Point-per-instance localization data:
━━━━
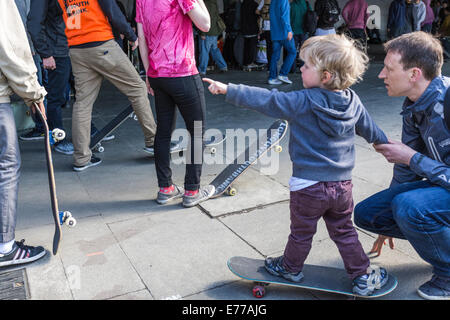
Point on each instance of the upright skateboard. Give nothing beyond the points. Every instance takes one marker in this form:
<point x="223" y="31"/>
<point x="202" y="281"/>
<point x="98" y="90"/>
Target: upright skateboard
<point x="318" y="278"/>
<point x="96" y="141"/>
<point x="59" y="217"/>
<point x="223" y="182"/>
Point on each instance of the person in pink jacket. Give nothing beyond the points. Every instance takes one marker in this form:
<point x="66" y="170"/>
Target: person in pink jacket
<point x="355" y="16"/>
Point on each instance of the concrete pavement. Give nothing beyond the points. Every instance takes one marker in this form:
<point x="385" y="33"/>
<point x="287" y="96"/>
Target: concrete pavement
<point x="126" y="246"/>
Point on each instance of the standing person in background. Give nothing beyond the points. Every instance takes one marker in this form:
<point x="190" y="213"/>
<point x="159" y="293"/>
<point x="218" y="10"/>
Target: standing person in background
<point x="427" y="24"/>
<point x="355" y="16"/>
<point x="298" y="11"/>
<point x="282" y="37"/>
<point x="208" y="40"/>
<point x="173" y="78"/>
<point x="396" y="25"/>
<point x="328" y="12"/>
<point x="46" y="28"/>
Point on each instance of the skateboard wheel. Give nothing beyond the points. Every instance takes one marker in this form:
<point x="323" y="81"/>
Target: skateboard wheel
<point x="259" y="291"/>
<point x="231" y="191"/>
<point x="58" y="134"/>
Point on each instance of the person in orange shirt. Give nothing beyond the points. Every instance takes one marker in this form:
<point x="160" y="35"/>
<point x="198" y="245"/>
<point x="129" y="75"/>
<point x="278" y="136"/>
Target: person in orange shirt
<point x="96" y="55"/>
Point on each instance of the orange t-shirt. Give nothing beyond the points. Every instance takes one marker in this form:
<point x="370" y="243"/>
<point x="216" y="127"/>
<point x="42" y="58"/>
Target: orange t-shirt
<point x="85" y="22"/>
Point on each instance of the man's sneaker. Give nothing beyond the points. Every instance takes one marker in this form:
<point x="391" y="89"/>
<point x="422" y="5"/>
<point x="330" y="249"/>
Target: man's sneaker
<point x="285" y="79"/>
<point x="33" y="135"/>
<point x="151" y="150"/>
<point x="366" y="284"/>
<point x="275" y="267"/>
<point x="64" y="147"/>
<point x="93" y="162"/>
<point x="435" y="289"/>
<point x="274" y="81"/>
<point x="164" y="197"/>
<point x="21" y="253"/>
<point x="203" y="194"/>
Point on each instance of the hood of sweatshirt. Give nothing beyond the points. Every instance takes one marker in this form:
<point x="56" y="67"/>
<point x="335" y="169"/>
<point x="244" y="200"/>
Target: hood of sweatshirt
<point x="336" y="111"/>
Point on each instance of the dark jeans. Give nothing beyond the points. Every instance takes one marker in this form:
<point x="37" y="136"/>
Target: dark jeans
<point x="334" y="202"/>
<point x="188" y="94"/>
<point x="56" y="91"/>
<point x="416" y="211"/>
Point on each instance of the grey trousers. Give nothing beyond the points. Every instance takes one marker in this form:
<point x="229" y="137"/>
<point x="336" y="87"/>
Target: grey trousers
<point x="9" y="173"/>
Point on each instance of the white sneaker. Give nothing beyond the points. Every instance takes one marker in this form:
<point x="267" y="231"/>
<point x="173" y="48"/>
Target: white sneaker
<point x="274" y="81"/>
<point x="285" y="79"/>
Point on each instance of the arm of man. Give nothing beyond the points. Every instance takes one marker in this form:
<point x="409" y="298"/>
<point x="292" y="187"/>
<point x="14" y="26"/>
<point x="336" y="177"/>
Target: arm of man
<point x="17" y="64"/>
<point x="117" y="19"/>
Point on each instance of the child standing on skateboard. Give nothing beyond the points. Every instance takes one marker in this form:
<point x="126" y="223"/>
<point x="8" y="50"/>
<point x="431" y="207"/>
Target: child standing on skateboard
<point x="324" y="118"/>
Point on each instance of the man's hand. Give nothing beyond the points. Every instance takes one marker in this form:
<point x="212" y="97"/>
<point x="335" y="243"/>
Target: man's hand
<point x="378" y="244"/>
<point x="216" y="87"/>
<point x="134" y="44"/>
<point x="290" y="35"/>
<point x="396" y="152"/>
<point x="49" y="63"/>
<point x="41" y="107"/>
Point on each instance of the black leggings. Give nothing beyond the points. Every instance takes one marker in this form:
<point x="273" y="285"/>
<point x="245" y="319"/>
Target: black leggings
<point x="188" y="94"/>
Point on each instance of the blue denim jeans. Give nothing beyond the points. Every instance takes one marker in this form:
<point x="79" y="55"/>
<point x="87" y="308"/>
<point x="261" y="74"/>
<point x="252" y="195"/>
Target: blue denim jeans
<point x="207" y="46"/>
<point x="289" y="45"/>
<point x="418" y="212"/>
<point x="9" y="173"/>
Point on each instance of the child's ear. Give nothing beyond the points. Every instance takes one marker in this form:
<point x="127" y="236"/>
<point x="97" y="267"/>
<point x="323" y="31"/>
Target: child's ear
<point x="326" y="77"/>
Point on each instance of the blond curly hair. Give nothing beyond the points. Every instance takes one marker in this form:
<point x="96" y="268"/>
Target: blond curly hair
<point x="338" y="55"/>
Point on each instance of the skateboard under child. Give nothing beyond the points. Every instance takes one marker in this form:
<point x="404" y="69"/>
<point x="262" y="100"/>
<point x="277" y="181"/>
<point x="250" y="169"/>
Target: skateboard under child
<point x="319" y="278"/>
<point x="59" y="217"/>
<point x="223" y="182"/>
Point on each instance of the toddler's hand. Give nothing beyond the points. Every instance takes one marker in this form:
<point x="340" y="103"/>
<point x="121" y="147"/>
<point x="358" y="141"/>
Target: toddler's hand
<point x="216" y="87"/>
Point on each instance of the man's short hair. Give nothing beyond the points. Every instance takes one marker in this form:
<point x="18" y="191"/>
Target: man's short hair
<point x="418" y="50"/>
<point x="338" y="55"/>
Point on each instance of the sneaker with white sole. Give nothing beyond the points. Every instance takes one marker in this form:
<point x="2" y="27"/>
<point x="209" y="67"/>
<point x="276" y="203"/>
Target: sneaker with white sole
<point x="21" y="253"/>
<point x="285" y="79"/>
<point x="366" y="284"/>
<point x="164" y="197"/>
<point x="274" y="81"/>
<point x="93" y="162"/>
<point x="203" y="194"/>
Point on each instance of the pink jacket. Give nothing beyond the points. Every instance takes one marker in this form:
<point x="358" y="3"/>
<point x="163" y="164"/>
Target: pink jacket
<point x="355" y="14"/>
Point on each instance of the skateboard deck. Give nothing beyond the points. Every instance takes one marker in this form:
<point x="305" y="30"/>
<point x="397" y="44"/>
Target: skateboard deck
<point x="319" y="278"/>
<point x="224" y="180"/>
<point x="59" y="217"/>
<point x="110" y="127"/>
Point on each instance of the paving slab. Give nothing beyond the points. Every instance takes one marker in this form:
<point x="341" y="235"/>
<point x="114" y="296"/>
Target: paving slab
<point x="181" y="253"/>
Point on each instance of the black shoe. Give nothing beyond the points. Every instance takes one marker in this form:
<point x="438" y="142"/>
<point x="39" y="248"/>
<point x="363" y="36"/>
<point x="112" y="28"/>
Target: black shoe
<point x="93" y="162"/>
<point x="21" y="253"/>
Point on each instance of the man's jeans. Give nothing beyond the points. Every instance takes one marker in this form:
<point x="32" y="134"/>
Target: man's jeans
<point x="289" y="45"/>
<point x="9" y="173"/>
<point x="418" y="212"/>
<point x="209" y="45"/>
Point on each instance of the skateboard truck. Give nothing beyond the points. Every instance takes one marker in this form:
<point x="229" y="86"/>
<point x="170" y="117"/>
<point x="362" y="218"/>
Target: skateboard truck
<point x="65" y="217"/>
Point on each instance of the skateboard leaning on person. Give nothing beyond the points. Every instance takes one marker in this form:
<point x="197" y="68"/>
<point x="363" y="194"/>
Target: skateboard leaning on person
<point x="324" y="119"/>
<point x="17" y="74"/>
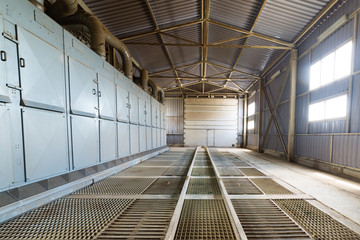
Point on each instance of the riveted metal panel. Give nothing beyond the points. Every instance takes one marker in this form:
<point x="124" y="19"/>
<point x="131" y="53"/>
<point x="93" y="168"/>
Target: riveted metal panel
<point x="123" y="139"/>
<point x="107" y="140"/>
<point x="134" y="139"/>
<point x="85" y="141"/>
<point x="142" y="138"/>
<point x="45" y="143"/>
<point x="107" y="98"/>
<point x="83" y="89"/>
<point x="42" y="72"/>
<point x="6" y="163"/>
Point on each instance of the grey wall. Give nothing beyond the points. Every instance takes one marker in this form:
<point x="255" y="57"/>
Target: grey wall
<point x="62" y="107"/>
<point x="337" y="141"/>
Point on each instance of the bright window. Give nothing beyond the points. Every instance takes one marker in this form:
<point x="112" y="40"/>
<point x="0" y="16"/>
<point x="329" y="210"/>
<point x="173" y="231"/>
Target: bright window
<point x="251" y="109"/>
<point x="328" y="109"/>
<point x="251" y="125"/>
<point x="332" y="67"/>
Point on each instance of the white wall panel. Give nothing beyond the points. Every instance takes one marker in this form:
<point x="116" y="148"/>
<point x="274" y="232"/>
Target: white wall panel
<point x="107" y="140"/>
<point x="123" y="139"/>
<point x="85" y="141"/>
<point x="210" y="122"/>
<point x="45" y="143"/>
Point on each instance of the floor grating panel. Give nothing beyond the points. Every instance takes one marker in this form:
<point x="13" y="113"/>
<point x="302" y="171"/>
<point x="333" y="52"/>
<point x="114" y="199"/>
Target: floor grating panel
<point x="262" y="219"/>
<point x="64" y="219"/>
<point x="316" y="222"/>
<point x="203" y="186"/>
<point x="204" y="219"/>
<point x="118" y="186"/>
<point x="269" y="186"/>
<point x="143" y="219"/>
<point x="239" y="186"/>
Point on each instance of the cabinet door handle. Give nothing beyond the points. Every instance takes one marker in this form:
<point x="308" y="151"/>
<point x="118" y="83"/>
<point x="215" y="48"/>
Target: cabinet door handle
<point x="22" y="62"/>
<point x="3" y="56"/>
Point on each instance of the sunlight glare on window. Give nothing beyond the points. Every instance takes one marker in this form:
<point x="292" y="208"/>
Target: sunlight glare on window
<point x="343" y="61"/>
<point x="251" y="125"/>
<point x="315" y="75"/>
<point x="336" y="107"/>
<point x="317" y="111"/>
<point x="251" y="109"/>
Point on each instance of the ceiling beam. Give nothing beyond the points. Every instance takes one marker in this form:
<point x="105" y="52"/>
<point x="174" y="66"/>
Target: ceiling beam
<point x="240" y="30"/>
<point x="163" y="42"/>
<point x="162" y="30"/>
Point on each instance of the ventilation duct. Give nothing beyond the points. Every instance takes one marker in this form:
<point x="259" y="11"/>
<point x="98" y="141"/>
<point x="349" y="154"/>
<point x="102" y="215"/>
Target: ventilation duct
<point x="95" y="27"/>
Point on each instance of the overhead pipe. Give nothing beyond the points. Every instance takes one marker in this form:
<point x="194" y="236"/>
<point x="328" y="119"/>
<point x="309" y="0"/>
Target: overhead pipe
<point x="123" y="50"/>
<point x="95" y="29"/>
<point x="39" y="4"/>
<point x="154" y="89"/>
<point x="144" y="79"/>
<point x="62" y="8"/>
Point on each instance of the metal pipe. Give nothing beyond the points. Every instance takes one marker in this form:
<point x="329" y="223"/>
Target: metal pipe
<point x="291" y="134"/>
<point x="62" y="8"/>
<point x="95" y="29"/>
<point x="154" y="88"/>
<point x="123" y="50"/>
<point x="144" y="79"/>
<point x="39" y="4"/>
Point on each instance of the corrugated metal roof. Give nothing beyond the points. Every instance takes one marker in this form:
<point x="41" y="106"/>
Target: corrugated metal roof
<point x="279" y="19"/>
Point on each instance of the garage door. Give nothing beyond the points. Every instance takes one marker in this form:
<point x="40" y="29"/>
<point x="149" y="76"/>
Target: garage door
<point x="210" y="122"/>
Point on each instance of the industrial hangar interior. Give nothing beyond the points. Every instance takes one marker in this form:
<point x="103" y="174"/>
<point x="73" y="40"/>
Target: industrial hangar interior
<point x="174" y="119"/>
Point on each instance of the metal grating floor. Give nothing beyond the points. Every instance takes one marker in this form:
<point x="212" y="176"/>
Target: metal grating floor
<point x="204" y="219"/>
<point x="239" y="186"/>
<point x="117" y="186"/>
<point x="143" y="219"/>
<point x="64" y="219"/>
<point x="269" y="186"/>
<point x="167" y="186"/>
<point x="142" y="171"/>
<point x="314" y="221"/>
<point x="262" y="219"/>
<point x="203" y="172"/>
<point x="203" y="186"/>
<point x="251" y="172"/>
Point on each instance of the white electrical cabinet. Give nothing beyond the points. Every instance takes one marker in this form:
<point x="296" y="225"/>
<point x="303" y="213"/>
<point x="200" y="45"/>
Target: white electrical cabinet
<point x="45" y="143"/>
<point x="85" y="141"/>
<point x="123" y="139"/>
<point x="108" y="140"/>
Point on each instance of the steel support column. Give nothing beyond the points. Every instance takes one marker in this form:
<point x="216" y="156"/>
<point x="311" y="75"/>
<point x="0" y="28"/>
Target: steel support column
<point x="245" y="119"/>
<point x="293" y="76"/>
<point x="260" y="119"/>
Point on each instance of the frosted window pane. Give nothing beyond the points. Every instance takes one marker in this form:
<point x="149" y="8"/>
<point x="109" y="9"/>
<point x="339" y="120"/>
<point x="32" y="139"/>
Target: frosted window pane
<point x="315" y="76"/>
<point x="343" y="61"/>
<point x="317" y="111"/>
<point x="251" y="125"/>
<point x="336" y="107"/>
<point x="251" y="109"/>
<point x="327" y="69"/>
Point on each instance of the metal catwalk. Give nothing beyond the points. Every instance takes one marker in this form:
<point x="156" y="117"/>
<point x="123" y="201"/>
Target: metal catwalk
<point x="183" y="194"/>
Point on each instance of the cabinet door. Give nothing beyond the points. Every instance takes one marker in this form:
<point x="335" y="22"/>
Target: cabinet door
━━━━
PROBLEM: Of the entries above, transcribe exactly those lines that fall between the line containing "Point on each instance of the floor" and the line containing "Point on each instance of the sunlight", together with those two lines.

ANSWER TO THE PROBLEM:
Point on each instance of the floor grating panel. Give nothing beyond the points. Every instance takes one marker in this form:
<point x="13" y="113"/>
<point x="302" y="171"/>
<point x="333" y="52"/>
<point x="114" y="199"/>
Target: floor grating panel
<point x="262" y="219"/>
<point x="64" y="219"/>
<point x="316" y="222"/>
<point x="203" y="186"/>
<point x="204" y="219"/>
<point x="118" y="186"/>
<point x="269" y="186"/>
<point x="143" y="219"/>
<point x="239" y="186"/>
Point on each instance of the cabinet door handle. Give nothing beyond the points. Every instance takes one marker in this form:
<point x="308" y="151"/>
<point x="118" y="83"/>
<point x="215" y="48"/>
Target: cabinet door handle
<point x="22" y="62"/>
<point x="3" y="56"/>
Point on each instance of the sunlight glare on window. Give nothing beyond the points. Every instance takes one marker in this form:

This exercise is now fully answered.